Output the data below verbatim, from the line containing "Pick out every instance of the bridge" through the final line of the data, inclusive.

* Start Supplied material *

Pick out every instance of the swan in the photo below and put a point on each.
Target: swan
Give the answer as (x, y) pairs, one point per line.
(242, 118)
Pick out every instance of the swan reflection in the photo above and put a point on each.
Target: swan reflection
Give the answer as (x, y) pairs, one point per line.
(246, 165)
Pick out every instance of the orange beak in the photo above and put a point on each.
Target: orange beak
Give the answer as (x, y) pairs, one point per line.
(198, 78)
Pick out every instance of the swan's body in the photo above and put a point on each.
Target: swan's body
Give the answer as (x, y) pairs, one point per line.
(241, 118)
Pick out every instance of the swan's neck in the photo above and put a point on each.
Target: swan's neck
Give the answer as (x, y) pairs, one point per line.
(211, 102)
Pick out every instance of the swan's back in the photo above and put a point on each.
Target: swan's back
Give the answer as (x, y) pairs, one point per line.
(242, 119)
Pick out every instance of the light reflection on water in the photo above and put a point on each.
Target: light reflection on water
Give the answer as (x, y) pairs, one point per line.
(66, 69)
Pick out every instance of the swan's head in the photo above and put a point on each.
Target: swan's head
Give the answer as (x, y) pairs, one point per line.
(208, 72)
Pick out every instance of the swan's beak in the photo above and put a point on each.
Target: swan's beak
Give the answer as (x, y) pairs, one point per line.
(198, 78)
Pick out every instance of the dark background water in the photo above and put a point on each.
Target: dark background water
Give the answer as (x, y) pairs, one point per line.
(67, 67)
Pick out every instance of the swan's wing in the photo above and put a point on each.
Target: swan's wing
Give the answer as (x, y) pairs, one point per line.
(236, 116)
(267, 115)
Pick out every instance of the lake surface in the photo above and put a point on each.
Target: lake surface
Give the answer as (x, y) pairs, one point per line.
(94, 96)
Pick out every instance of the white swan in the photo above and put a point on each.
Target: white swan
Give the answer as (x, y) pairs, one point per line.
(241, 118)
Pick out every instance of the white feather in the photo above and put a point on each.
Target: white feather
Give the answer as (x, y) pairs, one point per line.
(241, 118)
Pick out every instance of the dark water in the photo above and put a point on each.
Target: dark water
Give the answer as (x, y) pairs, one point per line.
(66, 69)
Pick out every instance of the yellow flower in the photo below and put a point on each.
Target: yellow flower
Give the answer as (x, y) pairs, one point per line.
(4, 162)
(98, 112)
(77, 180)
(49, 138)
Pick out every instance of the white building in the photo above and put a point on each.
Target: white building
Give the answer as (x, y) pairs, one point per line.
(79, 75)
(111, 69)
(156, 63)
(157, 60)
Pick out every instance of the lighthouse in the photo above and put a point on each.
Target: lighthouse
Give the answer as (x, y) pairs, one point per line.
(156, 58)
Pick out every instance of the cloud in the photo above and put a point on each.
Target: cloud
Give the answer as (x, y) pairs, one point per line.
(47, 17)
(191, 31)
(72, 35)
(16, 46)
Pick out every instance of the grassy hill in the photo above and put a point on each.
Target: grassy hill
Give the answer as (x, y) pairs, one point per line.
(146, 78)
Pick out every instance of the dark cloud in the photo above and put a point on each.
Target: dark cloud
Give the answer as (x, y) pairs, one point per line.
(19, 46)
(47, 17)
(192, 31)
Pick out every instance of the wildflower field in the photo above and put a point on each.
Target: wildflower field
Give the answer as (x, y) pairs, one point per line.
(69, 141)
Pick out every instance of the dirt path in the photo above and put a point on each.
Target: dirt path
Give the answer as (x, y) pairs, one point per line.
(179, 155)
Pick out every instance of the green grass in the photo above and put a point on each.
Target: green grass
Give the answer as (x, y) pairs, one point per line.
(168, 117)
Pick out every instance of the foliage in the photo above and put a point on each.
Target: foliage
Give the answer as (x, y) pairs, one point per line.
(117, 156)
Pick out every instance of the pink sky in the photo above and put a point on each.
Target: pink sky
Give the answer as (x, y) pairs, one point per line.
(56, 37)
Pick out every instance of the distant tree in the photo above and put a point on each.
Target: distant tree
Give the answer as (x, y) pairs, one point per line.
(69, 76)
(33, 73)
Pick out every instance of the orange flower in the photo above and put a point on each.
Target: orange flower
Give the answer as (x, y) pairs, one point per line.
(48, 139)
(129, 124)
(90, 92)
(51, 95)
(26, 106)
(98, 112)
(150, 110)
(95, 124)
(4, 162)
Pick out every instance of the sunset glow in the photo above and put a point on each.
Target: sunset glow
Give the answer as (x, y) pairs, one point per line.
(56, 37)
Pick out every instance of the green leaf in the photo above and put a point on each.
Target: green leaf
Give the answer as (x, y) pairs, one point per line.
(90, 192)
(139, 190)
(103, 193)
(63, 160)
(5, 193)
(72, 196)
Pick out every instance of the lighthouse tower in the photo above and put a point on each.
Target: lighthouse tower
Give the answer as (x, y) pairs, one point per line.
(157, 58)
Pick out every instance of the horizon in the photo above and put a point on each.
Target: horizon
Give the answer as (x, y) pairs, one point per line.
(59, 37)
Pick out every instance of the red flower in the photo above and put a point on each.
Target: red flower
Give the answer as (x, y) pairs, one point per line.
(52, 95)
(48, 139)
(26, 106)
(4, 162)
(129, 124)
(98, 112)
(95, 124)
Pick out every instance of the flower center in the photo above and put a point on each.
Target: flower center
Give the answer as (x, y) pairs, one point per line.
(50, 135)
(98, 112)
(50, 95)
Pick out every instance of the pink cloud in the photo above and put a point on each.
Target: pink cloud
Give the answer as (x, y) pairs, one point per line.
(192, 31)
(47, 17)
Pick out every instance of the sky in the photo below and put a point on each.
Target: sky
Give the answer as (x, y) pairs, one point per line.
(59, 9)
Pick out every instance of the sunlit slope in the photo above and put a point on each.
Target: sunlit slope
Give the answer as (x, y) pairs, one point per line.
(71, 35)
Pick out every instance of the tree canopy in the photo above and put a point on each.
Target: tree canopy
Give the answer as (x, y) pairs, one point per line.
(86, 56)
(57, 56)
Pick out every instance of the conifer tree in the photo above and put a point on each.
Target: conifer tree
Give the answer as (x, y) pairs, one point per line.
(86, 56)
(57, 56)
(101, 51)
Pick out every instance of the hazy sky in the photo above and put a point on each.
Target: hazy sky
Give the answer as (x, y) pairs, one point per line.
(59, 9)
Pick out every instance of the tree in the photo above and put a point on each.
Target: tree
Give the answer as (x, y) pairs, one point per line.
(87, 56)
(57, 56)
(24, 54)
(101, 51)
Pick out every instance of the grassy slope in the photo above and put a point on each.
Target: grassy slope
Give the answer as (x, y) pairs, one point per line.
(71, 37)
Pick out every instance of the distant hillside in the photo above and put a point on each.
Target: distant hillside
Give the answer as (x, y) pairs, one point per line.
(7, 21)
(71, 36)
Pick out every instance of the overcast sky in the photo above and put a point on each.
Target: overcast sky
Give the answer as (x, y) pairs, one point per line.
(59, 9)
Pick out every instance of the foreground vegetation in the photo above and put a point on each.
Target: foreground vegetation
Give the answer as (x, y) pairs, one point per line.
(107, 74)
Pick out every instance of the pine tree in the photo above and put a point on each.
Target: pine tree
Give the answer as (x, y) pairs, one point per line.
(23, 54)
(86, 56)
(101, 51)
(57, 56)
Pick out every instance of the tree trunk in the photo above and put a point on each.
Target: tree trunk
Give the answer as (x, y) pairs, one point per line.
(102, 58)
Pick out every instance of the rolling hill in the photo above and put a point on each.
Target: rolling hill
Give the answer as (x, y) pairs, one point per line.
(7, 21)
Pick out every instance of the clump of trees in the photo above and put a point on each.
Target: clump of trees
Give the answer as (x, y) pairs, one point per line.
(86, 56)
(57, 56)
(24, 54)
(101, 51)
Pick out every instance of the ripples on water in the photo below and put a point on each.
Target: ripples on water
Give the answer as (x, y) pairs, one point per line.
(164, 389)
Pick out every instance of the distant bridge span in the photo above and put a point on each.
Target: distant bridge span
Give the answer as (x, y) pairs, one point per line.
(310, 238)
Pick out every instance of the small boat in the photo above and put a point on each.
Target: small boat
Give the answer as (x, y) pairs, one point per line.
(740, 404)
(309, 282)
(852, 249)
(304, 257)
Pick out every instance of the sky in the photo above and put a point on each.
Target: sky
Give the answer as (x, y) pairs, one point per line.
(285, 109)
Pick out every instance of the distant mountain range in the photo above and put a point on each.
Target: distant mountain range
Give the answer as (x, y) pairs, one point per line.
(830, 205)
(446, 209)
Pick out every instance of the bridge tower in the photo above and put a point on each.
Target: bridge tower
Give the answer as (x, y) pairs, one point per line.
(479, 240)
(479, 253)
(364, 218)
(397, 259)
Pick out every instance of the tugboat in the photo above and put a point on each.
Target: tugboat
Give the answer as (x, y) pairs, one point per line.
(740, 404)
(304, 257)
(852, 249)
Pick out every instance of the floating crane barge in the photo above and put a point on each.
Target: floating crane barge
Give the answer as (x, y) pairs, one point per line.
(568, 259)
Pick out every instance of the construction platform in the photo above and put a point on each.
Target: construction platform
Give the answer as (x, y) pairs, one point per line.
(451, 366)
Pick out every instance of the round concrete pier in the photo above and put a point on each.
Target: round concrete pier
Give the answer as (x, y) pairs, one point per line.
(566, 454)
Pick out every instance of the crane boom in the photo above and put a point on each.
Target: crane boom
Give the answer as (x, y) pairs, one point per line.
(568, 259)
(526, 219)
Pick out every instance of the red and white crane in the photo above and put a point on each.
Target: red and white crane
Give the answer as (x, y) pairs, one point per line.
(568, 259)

* End Supplied material *

Response -
Pick out every instance of the bridge tower in the photo above and put a point on each.
Target: bridge tower
Give the answer as (x, y) pairs, one point per line.
(479, 240)
(479, 253)
(364, 218)
(397, 259)
Pick out every instance of the tugboat in the photo above and put a point on each.
Target: tugboat
Give the answer as (x, y) pairs, one point per line.
(740, 404)
(304, 257)
(852, 249)
Pick out every instance of the floating crane barge in the photo above and put a point on each.
Target: floating crane barge
Give the answer as (x, y) pairs, one point per line.
(568, 259)
Pick out every instance of the construction platform in the photo above and put a point on each.
Target: construction platform
Give the answer as (x, y) pairs, one point per line.
(451, 366)
Pick out every instance of the round concrete pier in the photo above and put a point on each.
Target: round concrete pier
Give the answer as (x, y) pairs, one point per line.
(566, 454)
Pick out every instance of the crane boom in the photo above and put a point on each.
Target: crane boom
Give the answer as (x, y) pairs, one point per line.
(568, 259)
(526, 219)
Pick out every instance of the red and white crane in the photo above and put a point on each.
Target: red and white crane
Give the answer as (x, y) pairs, one point per line.
(568, 259)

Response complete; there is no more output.